• _Texte à lire_:

Quelle est la part d’invention des artistes dans cette histoire du voile et du dévoilement, puisqu’ils semblent reproduire des usages sociaux?

En principe, la vie sociale prime l’invention artistique qui se manifeste dans la technique ou la stratégie de représentation. Le moment le plus intéressant dans l’histoire de la représentation impliquant cette dialectique de cacher/montrer remonte à l’invention, à la Renaissance, du portrait de profil. Il s’agit bien d’une invention artistique, picturale, qui tout en s’inspirant des anciennes médailles, s’est cristallisée d’abord en Italie. C’est l’idée que le profil d’une personne peut aussi bien exprimer l’individualité que le visage dans son entier. Ce faisant, une moitié du visage reste cachée… Il s’agit du résultat d’une réflexion sur le visage, l’identité, l’individualité, la technique de représentation en synergie avec la vie sociale. Cela est assez caractéristique de l’art occidental.

• _Données fournies_:
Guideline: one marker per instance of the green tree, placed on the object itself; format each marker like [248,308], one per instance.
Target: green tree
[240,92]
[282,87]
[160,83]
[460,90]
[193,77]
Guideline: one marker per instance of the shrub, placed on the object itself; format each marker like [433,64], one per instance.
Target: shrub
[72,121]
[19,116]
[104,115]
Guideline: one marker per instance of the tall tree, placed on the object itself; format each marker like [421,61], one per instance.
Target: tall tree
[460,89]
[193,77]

• _Série d'exercices_:
- A) Dans le texte sur le portrait de profil, remplacez « Italie » par « Flandre » et recopiez le passage qui commence à « En principe, la » et se termine à « de l’art occidental. ».
- B) Résumez en deux phrases le texte sur le portrait de profil.
- C) Écrivez la suite du texte sur le portrait de profil à partir de sa dernière phrase.

• _Réponses_:
- A)
En principe, la vie sociale prime l’invention artistique qui se manifeste dans la technique ou la stratégie de représentation. Le moment le plus intéressant dans l’histoire de la représentation impliquant cette dialectique de cacher/montrer remonte à l’invention, à la Renaissance, du portrait de profil. Il s’agit bien d’une invention artistique, picturale, qui tout en s’inspirant des anciennes médailles, s’est cristallisée d’abord en Flandre. C’est l’idée que le profil d’une personne peut aussi bien exprimer l’individualité que le visage dans son entier. Ce faisant, une moitié du visage reste cachée… Il s’agit du résultat d’une réflexion sur le visage, l’identité, l’individualité, la technique de représentation en synergie avec la vie sociale. Cela est assez caractéristique de l’art occidental.

- B) La vie sociale prime en principe l'invention artistique, mais le portrait de profil est une véritable invention picturale de la Renaissance : inspiré des anciennes médailles, il s'est d'abord cristallisé en Italie. Il repose sur l'idée que le profil exprime l'individualité autant que le visage entier tout en en cachant une moitié, et il résulte d'une réflexion sur le visage, l'identité et la technique de représentation en synergie avec la vie sociale, assez caractéristique de l'art occidental.

- C)
Ce qui semble assez typique de l’art occidental, aussi, n’est-ce pas la représentation du divin, de Dieu, ou du Christ ressuscité, alors que ce genre de choses doit rester caché dans d’autres cultures?

La représentation de Dieu a toujours été et reste problématique. Dans la tradition judéo-chrétienne, elle est interdite. Moïse sur la montagne du Sinaï recevant les Tables de la Loi, entend la voix de Dieu, mais ne peut pas voir son visage qui est voilé par les nuages. Même la représentation du Christ a posé problème. On l’a résolu par la double nature, humaine et divine, qui a justifié, à l’issue de débats intensifs et même violents, le dévoilement du visage du Christ. De manière générale, la représentation du corps et du visage est un problème de culture, qui suscite des interdits et des transgressions. C’est pourquoi cette problématique se prête à des approches transversales, pluridisciplinaires: sociologique, anthropologique, artistique…

 

A un moment donné, le visage disparaît, dans l’art contemporain. Que signifie cette disparition et que devient alors le système du voile et du dévoilement, la dialectique du cacher/montrer?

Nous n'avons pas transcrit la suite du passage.